(Stored data entries)
····················

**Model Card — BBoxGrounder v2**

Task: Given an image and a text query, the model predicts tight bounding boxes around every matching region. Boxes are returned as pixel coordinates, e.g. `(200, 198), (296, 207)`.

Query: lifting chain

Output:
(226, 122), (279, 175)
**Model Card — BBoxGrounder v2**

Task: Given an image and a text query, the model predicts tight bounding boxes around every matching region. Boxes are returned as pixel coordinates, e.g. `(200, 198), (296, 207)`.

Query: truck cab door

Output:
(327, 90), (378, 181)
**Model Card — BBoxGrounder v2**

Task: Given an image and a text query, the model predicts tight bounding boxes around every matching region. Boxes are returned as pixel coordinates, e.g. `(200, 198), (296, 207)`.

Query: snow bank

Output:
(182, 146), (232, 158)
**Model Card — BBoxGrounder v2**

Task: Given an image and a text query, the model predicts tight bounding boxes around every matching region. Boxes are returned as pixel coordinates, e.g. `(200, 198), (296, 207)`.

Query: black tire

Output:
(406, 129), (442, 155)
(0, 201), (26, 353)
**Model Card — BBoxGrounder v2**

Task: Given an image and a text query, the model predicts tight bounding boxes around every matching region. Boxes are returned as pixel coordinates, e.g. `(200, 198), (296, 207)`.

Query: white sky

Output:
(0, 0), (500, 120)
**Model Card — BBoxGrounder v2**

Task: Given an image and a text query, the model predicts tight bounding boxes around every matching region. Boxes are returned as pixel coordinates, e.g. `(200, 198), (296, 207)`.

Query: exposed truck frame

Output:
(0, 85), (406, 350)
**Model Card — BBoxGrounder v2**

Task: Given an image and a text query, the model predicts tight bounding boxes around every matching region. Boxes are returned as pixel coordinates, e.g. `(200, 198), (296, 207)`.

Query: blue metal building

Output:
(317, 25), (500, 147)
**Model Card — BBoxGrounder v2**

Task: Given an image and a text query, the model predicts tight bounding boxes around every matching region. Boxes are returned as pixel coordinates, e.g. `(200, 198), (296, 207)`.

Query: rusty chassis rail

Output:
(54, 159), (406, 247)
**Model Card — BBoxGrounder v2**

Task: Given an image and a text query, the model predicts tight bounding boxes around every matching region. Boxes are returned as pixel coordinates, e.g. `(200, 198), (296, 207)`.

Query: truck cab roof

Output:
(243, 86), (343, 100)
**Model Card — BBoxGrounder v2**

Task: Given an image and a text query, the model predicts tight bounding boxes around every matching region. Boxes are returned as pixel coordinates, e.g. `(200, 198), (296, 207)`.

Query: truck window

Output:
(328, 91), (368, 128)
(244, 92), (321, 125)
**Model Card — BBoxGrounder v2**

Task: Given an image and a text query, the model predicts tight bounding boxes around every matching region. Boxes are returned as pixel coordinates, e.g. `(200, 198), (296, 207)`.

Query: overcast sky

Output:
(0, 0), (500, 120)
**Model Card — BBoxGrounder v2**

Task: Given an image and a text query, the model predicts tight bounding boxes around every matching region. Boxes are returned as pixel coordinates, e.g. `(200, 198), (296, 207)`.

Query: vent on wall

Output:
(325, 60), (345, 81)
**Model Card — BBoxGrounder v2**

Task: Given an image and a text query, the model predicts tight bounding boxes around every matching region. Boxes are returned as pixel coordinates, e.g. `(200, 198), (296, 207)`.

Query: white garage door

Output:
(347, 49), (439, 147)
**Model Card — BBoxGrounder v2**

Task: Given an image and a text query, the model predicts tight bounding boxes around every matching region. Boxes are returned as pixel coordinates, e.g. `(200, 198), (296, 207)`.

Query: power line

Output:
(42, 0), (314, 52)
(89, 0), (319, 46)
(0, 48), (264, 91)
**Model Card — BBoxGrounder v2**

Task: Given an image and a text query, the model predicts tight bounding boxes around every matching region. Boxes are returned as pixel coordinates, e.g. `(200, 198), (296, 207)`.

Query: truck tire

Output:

····················

WORK REQUIRED: Could you format the entries as a numbered list, from their first line up to and including the line containing "(0, 201), (26, 353)", with blank lines left out?

EXPECTED ANSWER:
1. **Model Card — BBoxGrounder v2**
2. Task: Given an image and a text query, the model predicts tight bounding boxes around every matching region. Boxes are returned as pixel coordinates, e.g. `(200, 198), (296, 207)`.
3. Query: lifting chain
4. Output:
5. (226, 122), (279, 175)
6. **Model Card — BBoxGrounder v2**
7. Task: Given an image and a text query, the model predicts tight bounding boxes around every matching region. Boxes are returned as pixel coordinates, e.g. `(200, 198), (296, 207)`.
8. Query: truck cab door
9. Output:
10. (327, 90), (378, 181)
11. **Model Card — BBoxGrounder v2**
12. Task: Given an image and a text query, the model predicts tight bounding boxes around every matching region. Boxes are returned as pixel coordinates, e.g. `(200, 198), (296, 207)`.
13. Query: snow bank
14. Output:
15. (182, 146), (232, 158)
16. **Model Card — BBoxGrounder v2**
17. Task: Given an image and a text query, the model predicts tight bounding boxes around every matching region. Boxes are returned as pixel coordinates, e.g. `(200, 198), (296, 207)`.
18. Query: black tire
19. Output:
20. (406, 129), (442, 155)
21. (0, 201), (26, 353)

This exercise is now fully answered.